▶ PROBLEM DESCRIPTION
Your job is to report every line of the entries that has "before".

▶ SUPPLIED RECORDS
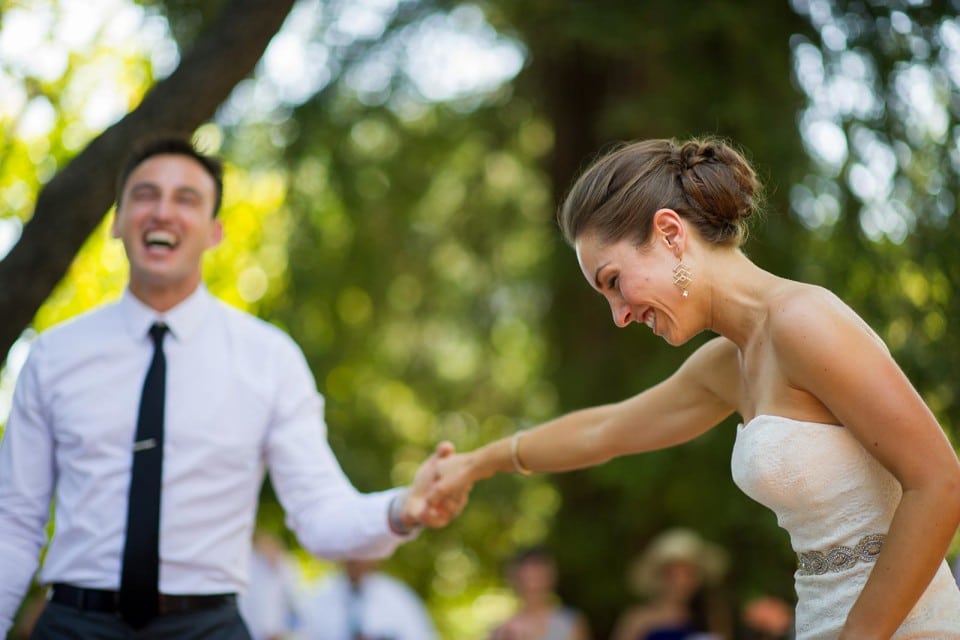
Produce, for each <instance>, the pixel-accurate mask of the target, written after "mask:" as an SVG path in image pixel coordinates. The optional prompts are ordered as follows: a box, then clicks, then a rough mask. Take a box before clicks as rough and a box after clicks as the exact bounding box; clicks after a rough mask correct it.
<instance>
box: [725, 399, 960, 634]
mask: <svg viewBox="0 0 960 640" xmlns="http://www.w3.org/2000/svg"><path fill="white" fill-rule="evenodd" d="M731 468H732V471H733V479H734V482H736V484H737V485H738V486H739V487H740V488H741V489H742V490H743V491H744V492H745V493H746V494H747V495H749V496H750V497H751V498H753V499H754V500H756V501H757V502H760V503H761V504H763V505H765V506H767V507H769V508H770V509H772V510H773V511H774V513H775V514H776V516H777V521H778V523H779V524H780V526H781V527H783V528H784V529H786V530H787V532H788V533H789V534H790V541H791V544H792V545H793V549H794V551H796V552H797V553H798V554H801V556H802V557H803V558H804V563H803V566H802V568H801V569H798V571H797V573H796V574H795V580H796V589H797V600H798V602H797V617H796V626H797V638H798V640H832V639H834V638H836V637H837V636H838V635H839V633H840V629H841V628H842V627H843V623H844V621H845V619H846V616H847V613H848V612H849V610H850V608H851V607H852V606H853V603H854V601H855V600H856V598H857V596H858V595H859V593H860V591H861V589H862V588H863V585H864V583H865V582H866V580H867V578H868V577H869V575H870V571H871V570H872V568H873V560H874V559H875V557H876V552H877V550H878V548H879V547H878V546H877V544H876V542H877V540H879V539H882V538H881V536H882V534H885V533H886V532H887V529H888V528H889V526H890V521H891V519H892V518H893V513H894V511H895V510H896V508H897V505H898V504H899V502H900V497H901V488H900V484H899V482H898V481H897V480H896V478H894V477H893V475H892V474H890V472H889V471H887V470H886V468H884V467H883V466H882V465H881V464H880V463H879V462H877V460H876V459H875V458H874V457H873V456H871V455H870V454H869V453H868V452H867V451H866V450H865V449H864V448H863V447H862V446H861V445H860V443H859V441H858V440H857V439H856V438H854V437H853V435H852V434H851V433H850V432H849V431H848V430H847V429H845V428H843V427H841V426H836V425H830V424H822V423H816V422H801V421H798V420H792V419H789V418H783V417H779V416H769V415H760V416H757V417H755V418H754V419H753V420H751V421H750V422H749V423H748V424H746V425H741V426H739V427H738V428H737V440H736V443H735V445H734V449H733V458H732V462H731ZM858 545H859V546H858ZM894 638H896V639H897V640H906V639H913V638H938V639H943V640H946V639H960V589H958V588H957V585H956V582H954V580H953V577H952V576H951V575H950V571H949V568H948V567H947V565H946V562H944V563H943V565H942V566H941V568H940V570H939V572H938V573H937V575H936V576H935V578H934V580H933V582H932V583H931V585H930V587H929V588H928V589H927V591H926V593H925V594H924V595H923V597H922V598H921V600H920V602H918V603H917V606H916V607H915V608H914V610H913V612H912V613H911V614H910V616H909V618H908V619H907V620H906V621H905V622H904V624H903V626H902V627H901V629H900V630H899V631H898V632H897V634H896V635H895V636H894Z"/></svg>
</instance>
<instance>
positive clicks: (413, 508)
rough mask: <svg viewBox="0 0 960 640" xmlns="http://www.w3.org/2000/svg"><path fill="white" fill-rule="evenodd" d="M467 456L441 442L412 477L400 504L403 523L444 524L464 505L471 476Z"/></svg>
mask: <svg viewBox="0 0 960 640" xmlns="http://www.w3.org/2000/svg"><path fill="white" fill-rule="evenodd" d="M467 460H468V456H467V455H466V454H457V453H456V452H455V450H454V447H453V444H452V443H450V442H446V441H445V442H441V443H440V444H438V445H437V448H436V449H435V450H434V452H433V453H432V454H431V455H430V457H429V458H427V459H426V460H425V461H424V462H423V464H421V465H420V468H419V469H417V473H416V475H415V476H414V478H413V483H412V484H411V485H410V491H409V492H408V493H407V497H406V500H405V501H404V505H403V512H402V518H403V519H404V521H405V523H406V524H413V525H423V526H426V527H430V528H433V529H437V528H440V527H445V526H447V524H449V523H450V521H451V520H453V519H454V518H455V517H457V516H458V515H459V514H460V512H461V511H463V508H464V507H465V506H466V505H467V498H468V497H469V494H470V489H472V488H473V482H474V481H473V480H472V479H471V478H470V475H469V473H468V469H469V467H468V465H467Z"/></svg>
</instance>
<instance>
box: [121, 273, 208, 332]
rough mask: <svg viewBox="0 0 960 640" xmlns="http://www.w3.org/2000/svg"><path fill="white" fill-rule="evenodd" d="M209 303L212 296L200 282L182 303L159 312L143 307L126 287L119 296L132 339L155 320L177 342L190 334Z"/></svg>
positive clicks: (145, 306)
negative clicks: (165, 309)
mask: <svg viewBox="0 0 960 640" xmlns="http://www.w3.org/2000/svg"><path fill="white" fill-rule="evenodd" d="M212 303H213V296H211V295H210V292H209V291H207V288H206V287H205V286H204V285H203V284H201V285H200V286H198V287H197V289H196V291H194V292H193V293H191V294H190V295H189V296H188V297H187V298H186V299H185V300H183V302H181V303H180V304H178V305H177V306H175V307H173V308H172V309H170V310H168V311H165V312H162V313H161V312H159V311H157V310H156V309H152V308H151V307H149V306H147V305H146V304H144V303H143V302H141V301H140V300H139V299H137V297H136V296H134V295H133V294H132V293H130V289H129V288H127V289H125V290H124V292H123V296H122V297H121V298H120V308H121V312H122V313H123V317H124V321H125V323H126V326H127V330H128V331H129V332H130V335H131V336H132V337H133V338H135V339H140V338H143V337H144V336H146V335H147V333H148V332H149V330H150V326H151V325H153V323H155V322H163V323H164V324H166V325H167V327H168V328H169V329H170V335H172V336H173V337H174V338H175V339H176V340H177V341H181V342H182V341H184V340H187V339H188V338H190V336H192V335H193V334H194V333H195V332H196V330H197V328H198V327H199V326H200V323H201V321H202V320H203V318H204V317H205V316H206V314H207V311H208V310H209V309H210V307H211V305H212Z"/></svg>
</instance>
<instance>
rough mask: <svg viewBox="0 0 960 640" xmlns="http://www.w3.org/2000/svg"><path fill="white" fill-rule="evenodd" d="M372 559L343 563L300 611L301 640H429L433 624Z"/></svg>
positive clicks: (421, 601)
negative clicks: (300, 620)
mask: <svg viewBox="0 0 960 640" xmlns="http://www.w3.org/2000/svg"><path fill="white" fill-rule="evenodd" d="M378 566H379V565H378V563H377V562H375V561H372V560H347V561H344V562H342V563H341V569H342V570H340V571H337V572H336V573H335V574H333V575H332V576H330V577H328V578H325V579H323V580H322V581H321V582H320V584H319V585H317V587H316V588H315V589H314V590H313V591H312V592H311V593H309V594H308V595H306V596H305V597H304V598H303V600H302V603H301V607H300V620H301V627H300V637H302V638H303V640H434V639H435V638H436V637H437V633H436V630H435V629H434V626H433V621H432V620H431V619H430V614H429V613H428V612H427V608H426V607H425V606H424V604H423V601H422V600H421V599H420V597H419V596H418V595H417V594H416V592H414V591H413V589H411V588H410V587H409V586H407V585H406V584H404V583H403V582H401V581H400V580H398V579H396V578H394V577H392V576H389V575H387V574H385V573H383V572H381V571H379V570H378Z"/></svg>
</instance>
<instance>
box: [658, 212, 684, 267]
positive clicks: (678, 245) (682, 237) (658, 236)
mask: <svg viewBox="0 0 960 640" xmlns="http://www.w3.org/2000/svg"><path fill="white" fill-rule="evenodd" d="M653 233H654V234H655V236H656V240H655V241H656V242H662V243H664V244H665V245H666V246H667V247H669V248H670V251H671V252H672V253H673V254H674V255H676V256H677V257H678V258H679V257H680V256H682V255H683V251H684V249H686V242H687V229H686V224H685V222H684V220H683V218H681V217H680V214H679V213H677V212H676V211H674V210H673V209H658V210H657V212H656V213H654V214H653Z"/></svg>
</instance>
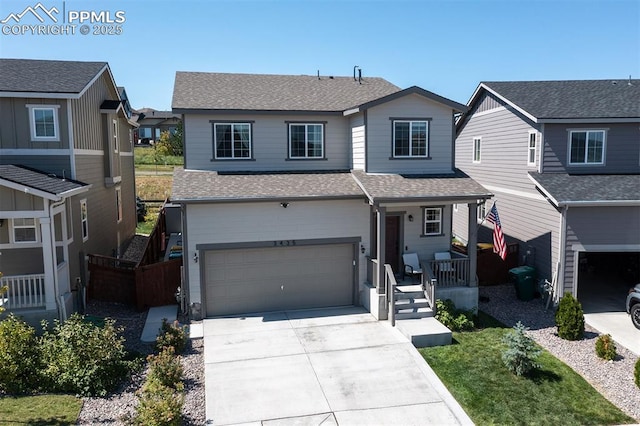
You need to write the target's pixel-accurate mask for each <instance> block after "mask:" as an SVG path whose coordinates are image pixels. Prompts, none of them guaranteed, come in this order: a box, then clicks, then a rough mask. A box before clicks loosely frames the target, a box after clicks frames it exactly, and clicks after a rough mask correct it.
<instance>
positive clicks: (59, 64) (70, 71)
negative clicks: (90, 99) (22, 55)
mask: <svg viewBox="0 0 640 426" xmlns="http://www.w3.org/2000/svg"><path fill="white" fill-rule="evenodd" d="M106 65H107V63H106V62H78V61H44V60H35V59H0V76H1V77H0V92H36V93H80V92H81V91H82V90H83V89H84V88H85V87H86V86H87V84H89V82H90V81H91V80H92V79H93V78H94V77H95V76H96V75H97V74H98V73H99V72H100V70H102V69H103V68H104V67H105V66H106Z"/></svg>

▶ TASK RESPONSE
Produce, for each <instance>, the pixel-accurate mask of the target, written after "mask:" as an SVG path in image pixel coordinates. The optional prompts are ordered as follows: a box, then clicks, then a rough mask. Take a box before clicks as rough and a box after clicks as the exact bounding box; clicks after a rough mask correct it.
You need to write the target's pixel-accurate mask for each <instance> block after "mask:" as an SVG path whose coordinates are image pixels. Prompts, none of them guaranteed, come in this order: a box, then clicks, then a rough mask. A box before clicks loosely frames the target, a box after clicks frames it exactly, and clicks after a rough mask correct it.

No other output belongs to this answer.